PROBLEM REQUIREMENTS:
Line by line, please look for the word "violin" in the following records, then copy each line you find it in.

----------

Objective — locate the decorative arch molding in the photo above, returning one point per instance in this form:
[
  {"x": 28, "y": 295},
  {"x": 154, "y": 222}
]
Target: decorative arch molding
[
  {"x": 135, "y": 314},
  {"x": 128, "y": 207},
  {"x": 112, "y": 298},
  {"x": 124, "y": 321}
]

----------

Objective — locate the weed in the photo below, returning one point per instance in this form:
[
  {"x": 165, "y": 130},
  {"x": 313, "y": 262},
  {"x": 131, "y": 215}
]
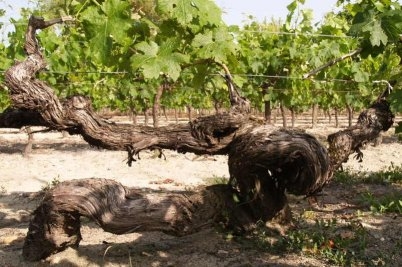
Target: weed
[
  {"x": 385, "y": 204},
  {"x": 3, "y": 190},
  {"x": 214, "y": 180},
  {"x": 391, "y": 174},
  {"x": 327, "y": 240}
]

----------

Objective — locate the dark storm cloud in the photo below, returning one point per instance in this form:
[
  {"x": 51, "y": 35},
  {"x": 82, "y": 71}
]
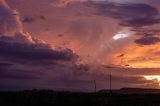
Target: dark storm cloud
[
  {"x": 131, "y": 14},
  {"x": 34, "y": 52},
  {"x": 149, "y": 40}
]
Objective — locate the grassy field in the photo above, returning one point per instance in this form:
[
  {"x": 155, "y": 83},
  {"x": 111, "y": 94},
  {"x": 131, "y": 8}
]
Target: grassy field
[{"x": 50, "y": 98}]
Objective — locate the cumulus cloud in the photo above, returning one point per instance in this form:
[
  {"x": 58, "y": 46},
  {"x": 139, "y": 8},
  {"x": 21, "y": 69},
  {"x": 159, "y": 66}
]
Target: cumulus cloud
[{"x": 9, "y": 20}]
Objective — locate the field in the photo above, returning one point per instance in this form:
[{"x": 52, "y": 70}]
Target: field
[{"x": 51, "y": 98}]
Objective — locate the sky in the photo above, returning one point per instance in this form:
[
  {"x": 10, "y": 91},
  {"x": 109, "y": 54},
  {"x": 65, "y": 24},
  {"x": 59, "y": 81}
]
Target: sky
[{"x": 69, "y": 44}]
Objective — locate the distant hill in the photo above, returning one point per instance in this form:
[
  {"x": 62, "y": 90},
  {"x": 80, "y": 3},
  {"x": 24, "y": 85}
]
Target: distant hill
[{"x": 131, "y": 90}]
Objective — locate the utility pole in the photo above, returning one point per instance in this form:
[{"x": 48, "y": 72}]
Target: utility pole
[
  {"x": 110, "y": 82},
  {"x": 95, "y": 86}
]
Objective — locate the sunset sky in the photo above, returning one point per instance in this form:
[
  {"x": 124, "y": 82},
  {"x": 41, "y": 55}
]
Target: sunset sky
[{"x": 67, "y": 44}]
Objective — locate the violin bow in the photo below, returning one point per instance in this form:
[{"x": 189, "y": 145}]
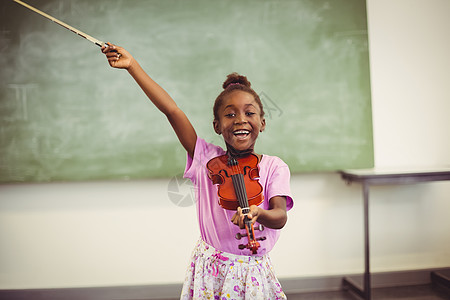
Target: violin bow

----------

SOLUTION FOR THIS TASK:
Objective — locate the violin bow in the photo below, returning one point per instance in this form:
Target: violin bow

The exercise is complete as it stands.